→ **EXTRACT TO READ**
Skip to content
Link copied to clipboard

Low-interest financial thriller

Swift and suspenseful, Tom Tykwer's 1999 art-house hit Run Lola Run signaled the arrival of a smart, inventive new filmmaker.

Swift and suspenseful, Tom Tykwer's 1999 art-house hit Run Lola Run signaled the arrival of a smart, inventive new filmmaker.

But the German director's subsequent entries - The Princess and the Warrior; Heaven; Perfume: The Story of a Murderer and now The International - have been uneven at best. (Of the bunch, I vote for Heaven, even if the guy opposite Cate Blanchett is that genuinely annoying Giovanni Ribisi.)

The International, coming in the midst of our epic financial crisis, should have been a winner. It wants to be a brainy thriller about the global banking industry and the sleazeball shenanigans of institutions transferring unregulated millions across cyberspace.

Account balance: ka-billions. Ethics and morality: zip.

But the clickety-clack of laptop keys, and all those download bars inching across computer screens, don't exactly make for adrenaline-fueled cinema. And it doesn't help to have Clive Owen - as an Interpol cop with a three-day stubble and a fixed, fidgety look that crosses hangover and rage - chasing down various money men, only to be told to cool his heels in the lobby. Or to go meet with some underling instead.

There's lots of imposing modern architecture in The International, and scenes of Owen and Naomi Watts - as a New York assistant D.A. helping out on the case - walking to and from towering glass-and-steel edifices. (There's only the slightest hint of romance between the two stars - Watts' character is married. And it's not much of a role for the actress, who seems to be on hand mainly to expedite, and nag.)

→ **PROBLEM 1**
Answer these from the review of The International:
(a) In what year was Run Lola Run released?
(b) Who plays opposite Cate Blanchett in Heaven?
(c) What role does Naomi Watts have in The International?
→ **PROBLEM 2**
Write the next few paragraphs of the review of The International, picking up after its last paragraph.

→ **GIVEN MATERIAL**
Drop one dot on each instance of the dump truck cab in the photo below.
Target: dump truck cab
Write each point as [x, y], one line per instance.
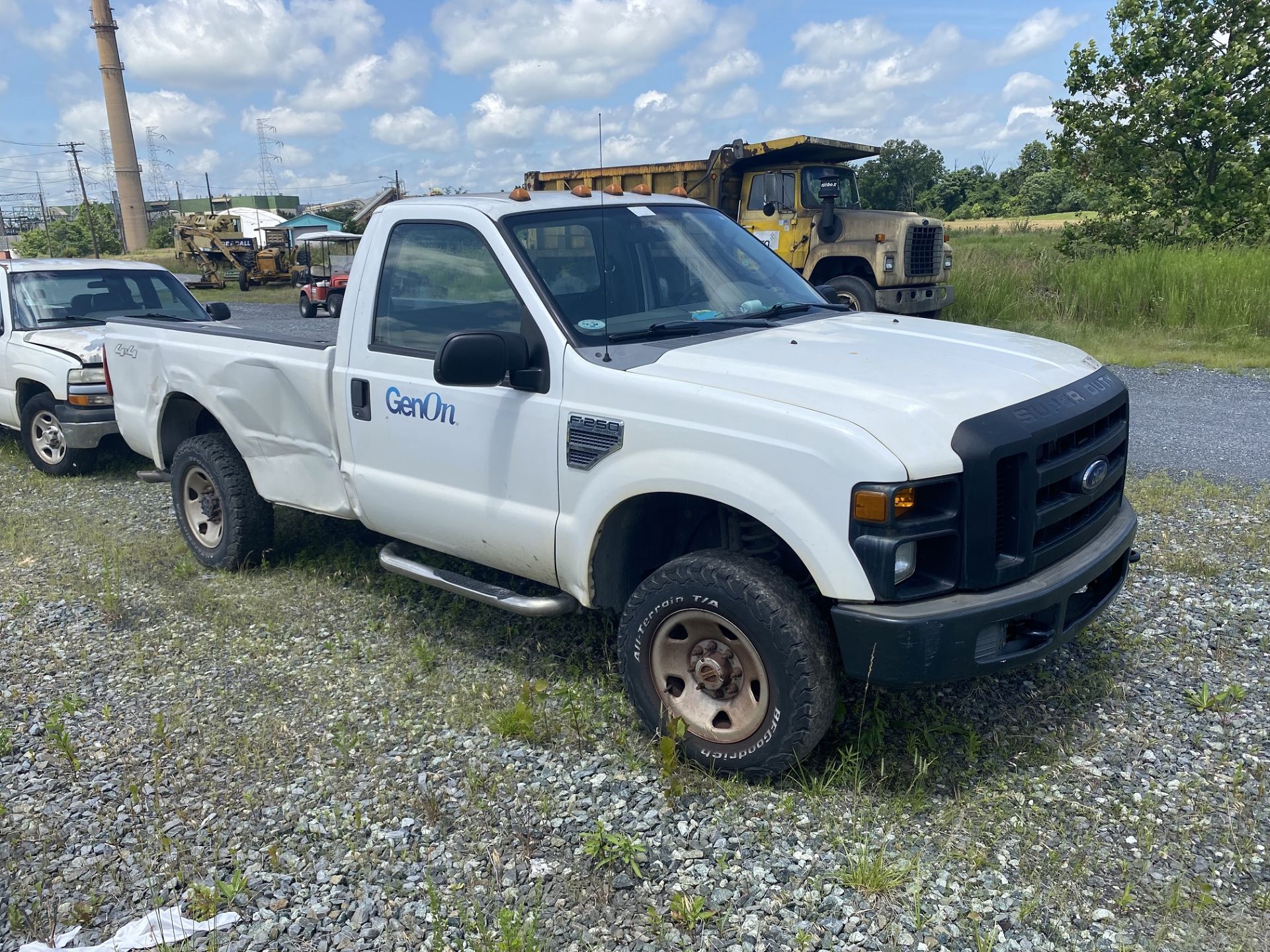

→ **ANSWER 1**
(a) 1999
(b) Giovanni Ribisi
(c) A New York assistant D.A. helping out on the case

→ **ANSWER 2**
The film's big action centerpiece, in fact, is held in the vertiginous rotunda of Frank Lloyd Wright's Manhattan landmark, the Guggenheim. It's a shoot-out that catches museumgoers in the crossfire, while the art on the walls - a series of giant video installations - supply an ironic animated backdrop for the ricocheting mayhem.

So, yes, there is gunplay (the Guggenheim firefight goes on so long, you start wondering why the NYPD haven't shown up). And there are car chases and foot chases, and - befitting the film's title - numerous sites in Berlin, Istanbul, London and Milan to consider.

But where Run Lola Run was like a perpetual-motion machine, The International seems to forever be stopping in its own tracks. Tykwer takes coffee breaks to explain the convoluted and dicey plot (sinister bankers orchestrate a political assassination in Italy in order to complete a weapons deal with a rogue African despot). The director pauses to study Owen and Watts as they text-message and check their voice mail. And then there are the occasions when Owen, as temperamental agent Louis Salinger, drops into his office and starts surveying the photographs and newspaper clippings he's affixed to his office wall.

Riveting.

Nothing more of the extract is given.